**ACTIVITY**
In the account of work at an assisted living cafeteria, what company does the writer name?

**EXCERPTED TEXT**
=-=-=

I used to be a server at a restaurant-style cafeteria in an assisted living facility. We were horribly understaffed, so I would get there early and bust my ass bringing plates out as quickly as possible to the extremely uncomfortable, frustrated elders. It took a long time and this happened to them at every meal of every day. Older people have shortened wait times they can stand, and it can cause them untold pain that may be hard for others to empathize with but is all too sharp.
The way they felt, the mounting hunger frustration, the feeling of watching other people eat and drink while they waited, was relentless torment for their beleaguered nervous systems, and that horrible fucking company (Brookdale, who functionally tortured and killed people and was sued for only a small fraction of the deaths) did that to thousands of beaten down elders every day.
The feeling of actively waiting a long time for food is a feeling most people do not see as a big deal unless they're literally currently experiencing it, and even then they only value it for themselves. Suffering can be hard to imagine when you're not undergoing it. So I hope that people reading this will be able to place the kind of experience I'm even talking about. But those seniors knew.
One woman simply screamed. Constantly. Loudly. As if she were in hell. Both in the cafeteria and in her room waiting for help. She just, screamed and screamed and screamed while no one did anything until we could get to her because we were going at full speed helping everyone we could as fast as possible. The sound of her tortured screams while no one helped her was truly haunting.
Something even worse than her screams, far worse, still haunts me from those awful days. One day I came in to learn that a Black woman died there by bleeding out during dialysis because the person who was supposed to be supervising dialysis was too busy helping other people until it was too late. The next staff meeting after the woman's death was bright plastic and cheery. She used to yell without intelligible words because she was disabled. No one helped her communicate so she was denied access to communication. When she screamed as she died, staff chalked it up to her supposed belligerence -- a racist assumption stoked by the horrific material conditions -- right up till after her last breath. The company ground her body down into the dirt and then spat on it, as she died waiting bleeding.
These elders were people who received two or three meals a day plus snacks and they still suffered immensely every day, in perpetual wait mode, waiting for adequate care that never came.
Now please, if you will do me the favor of expending the empathy, imagine being twenty and waiting indefinitely and uncertainly for food and water while clinically starving to death, so malnourished you no longer recognize yourself or your former life, your starvation screaming an inescapable song of death inside you at all times. You can't find a moment of relief in a nap because your "tent," a fragile structure of sheets, is flooded with a foot of cold muddy water. You're rationing out for your whole family a little water and bites of the same miserable kind of bread you've been living off of for two years, experiencing a kind of suffering the depths of which you had never dreamed of before.

=-=-=

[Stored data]

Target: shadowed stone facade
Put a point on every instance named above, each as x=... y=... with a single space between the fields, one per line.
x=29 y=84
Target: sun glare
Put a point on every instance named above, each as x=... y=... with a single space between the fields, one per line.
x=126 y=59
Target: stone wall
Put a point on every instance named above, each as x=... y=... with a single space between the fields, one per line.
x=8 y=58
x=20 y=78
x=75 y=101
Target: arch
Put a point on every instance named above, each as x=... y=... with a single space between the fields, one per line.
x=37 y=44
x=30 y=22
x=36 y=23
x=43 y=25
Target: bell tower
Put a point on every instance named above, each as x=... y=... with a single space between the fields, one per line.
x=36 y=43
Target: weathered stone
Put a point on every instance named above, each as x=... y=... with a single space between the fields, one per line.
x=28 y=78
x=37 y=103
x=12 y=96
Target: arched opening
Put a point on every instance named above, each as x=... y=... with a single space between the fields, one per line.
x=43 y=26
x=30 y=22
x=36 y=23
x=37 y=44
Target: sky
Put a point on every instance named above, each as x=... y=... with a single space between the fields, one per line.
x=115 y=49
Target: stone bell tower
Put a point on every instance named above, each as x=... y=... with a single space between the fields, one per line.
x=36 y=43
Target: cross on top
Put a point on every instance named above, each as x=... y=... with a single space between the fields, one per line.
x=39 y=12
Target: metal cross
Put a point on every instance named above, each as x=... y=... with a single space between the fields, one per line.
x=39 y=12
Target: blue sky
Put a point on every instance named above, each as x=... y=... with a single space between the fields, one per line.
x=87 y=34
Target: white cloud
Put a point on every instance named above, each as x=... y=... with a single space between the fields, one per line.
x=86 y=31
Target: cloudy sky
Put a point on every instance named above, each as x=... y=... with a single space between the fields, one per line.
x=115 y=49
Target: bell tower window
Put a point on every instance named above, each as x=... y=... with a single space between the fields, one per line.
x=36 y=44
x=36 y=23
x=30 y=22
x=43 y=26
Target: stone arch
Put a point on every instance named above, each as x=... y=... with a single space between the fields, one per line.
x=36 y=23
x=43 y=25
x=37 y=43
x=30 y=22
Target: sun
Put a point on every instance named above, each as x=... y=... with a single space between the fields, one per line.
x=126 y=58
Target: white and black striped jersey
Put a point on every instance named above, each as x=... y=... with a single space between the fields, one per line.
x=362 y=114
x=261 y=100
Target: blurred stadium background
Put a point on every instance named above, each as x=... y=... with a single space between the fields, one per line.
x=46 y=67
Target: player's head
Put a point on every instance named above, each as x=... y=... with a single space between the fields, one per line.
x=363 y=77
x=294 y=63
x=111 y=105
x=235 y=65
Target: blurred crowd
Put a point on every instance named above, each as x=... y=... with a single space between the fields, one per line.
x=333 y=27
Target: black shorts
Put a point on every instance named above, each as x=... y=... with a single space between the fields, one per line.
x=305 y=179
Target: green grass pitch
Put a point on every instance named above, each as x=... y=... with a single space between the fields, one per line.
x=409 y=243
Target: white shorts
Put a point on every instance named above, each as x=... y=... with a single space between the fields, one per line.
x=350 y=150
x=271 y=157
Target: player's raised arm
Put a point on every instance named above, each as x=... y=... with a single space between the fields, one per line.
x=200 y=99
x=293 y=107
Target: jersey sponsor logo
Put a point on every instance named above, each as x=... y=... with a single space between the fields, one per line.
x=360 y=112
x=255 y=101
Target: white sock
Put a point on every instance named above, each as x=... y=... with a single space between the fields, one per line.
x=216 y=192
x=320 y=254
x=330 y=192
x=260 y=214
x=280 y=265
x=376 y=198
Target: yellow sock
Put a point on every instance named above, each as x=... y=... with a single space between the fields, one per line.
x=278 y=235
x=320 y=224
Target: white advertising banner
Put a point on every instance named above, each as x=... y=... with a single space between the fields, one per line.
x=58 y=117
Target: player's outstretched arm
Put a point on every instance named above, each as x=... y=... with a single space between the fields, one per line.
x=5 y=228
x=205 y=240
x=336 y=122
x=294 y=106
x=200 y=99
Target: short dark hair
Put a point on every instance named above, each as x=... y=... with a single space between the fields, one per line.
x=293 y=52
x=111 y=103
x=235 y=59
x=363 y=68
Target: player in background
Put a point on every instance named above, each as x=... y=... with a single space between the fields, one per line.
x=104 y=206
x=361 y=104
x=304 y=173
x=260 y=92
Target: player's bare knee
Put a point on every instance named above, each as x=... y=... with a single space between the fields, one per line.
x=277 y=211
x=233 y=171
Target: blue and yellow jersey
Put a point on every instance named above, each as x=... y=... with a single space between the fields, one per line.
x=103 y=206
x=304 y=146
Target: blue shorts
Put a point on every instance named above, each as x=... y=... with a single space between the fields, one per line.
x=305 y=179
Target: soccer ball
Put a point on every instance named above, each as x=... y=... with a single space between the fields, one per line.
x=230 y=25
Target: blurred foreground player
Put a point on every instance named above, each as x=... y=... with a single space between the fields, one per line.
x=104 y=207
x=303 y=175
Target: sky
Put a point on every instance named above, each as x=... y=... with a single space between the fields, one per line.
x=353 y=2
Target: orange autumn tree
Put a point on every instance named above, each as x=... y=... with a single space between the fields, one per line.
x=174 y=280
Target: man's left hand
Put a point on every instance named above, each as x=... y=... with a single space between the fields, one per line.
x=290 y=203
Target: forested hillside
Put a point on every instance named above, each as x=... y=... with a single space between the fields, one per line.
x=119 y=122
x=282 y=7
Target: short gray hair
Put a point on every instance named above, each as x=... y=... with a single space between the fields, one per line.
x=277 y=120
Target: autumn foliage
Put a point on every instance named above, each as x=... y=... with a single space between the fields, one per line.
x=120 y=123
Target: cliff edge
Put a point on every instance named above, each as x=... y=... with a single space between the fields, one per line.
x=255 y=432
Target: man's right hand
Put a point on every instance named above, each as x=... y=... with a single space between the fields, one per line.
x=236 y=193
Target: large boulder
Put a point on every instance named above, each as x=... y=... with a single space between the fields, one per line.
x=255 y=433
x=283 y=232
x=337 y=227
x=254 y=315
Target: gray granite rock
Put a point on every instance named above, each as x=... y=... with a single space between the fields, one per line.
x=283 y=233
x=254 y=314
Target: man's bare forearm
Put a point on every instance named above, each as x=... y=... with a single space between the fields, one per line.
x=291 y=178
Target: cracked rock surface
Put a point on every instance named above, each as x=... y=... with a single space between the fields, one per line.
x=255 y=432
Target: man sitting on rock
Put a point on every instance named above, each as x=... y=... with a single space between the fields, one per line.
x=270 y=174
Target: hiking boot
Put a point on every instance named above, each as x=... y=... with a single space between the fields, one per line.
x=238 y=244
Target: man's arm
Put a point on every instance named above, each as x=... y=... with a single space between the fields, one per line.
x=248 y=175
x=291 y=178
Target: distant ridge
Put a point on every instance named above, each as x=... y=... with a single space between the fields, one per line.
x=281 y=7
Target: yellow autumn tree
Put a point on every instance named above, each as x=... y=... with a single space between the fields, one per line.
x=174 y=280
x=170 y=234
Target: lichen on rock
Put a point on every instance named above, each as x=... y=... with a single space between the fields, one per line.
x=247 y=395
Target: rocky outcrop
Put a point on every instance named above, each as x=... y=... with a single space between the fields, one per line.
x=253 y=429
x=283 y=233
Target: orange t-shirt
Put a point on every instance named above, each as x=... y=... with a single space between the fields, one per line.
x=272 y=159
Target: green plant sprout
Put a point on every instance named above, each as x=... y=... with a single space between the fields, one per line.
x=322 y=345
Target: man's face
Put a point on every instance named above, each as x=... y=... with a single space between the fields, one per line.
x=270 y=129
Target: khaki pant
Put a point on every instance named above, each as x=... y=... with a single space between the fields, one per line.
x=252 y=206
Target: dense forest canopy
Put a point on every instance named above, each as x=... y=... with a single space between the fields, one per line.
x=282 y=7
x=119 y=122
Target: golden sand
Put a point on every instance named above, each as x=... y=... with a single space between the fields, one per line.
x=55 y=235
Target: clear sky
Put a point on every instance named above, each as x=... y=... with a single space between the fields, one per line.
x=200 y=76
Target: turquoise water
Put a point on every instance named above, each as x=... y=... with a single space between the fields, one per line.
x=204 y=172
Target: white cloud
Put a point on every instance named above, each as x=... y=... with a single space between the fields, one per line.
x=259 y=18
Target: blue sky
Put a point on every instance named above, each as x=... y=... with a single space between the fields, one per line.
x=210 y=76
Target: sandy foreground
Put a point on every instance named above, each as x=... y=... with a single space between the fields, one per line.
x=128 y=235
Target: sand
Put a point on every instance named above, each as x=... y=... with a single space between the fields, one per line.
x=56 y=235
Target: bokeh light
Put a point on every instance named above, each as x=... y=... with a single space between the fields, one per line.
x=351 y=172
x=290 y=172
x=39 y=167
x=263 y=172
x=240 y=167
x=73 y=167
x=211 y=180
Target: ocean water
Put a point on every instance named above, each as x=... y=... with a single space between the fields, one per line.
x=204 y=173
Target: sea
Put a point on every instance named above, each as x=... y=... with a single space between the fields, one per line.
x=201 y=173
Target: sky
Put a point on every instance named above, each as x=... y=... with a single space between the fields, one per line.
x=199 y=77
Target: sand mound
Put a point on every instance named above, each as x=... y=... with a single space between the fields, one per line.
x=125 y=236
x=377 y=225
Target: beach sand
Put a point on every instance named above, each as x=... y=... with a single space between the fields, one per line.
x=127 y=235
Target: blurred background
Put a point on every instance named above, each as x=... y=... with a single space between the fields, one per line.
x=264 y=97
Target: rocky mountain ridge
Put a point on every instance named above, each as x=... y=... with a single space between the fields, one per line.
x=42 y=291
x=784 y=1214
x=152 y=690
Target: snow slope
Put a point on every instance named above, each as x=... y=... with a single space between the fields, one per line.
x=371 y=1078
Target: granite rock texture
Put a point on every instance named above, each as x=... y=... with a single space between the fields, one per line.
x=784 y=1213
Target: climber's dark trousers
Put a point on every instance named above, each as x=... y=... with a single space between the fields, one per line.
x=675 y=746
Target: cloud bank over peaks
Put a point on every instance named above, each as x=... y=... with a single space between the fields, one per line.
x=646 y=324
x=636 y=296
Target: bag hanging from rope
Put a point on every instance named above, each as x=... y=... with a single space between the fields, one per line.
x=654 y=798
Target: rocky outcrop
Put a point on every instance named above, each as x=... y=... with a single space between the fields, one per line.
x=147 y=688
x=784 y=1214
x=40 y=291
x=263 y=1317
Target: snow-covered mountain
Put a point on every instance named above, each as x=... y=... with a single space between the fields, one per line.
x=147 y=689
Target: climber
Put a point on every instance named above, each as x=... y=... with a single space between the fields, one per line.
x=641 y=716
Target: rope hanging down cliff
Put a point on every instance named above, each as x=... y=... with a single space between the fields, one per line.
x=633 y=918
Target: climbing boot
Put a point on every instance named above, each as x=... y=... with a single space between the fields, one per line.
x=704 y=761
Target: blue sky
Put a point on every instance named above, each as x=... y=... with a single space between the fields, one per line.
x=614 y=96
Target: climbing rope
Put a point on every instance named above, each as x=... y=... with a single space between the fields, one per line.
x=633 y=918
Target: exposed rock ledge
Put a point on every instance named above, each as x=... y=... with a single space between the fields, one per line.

=-=-=

**WRITTEN SOLUTION**
Brookdale.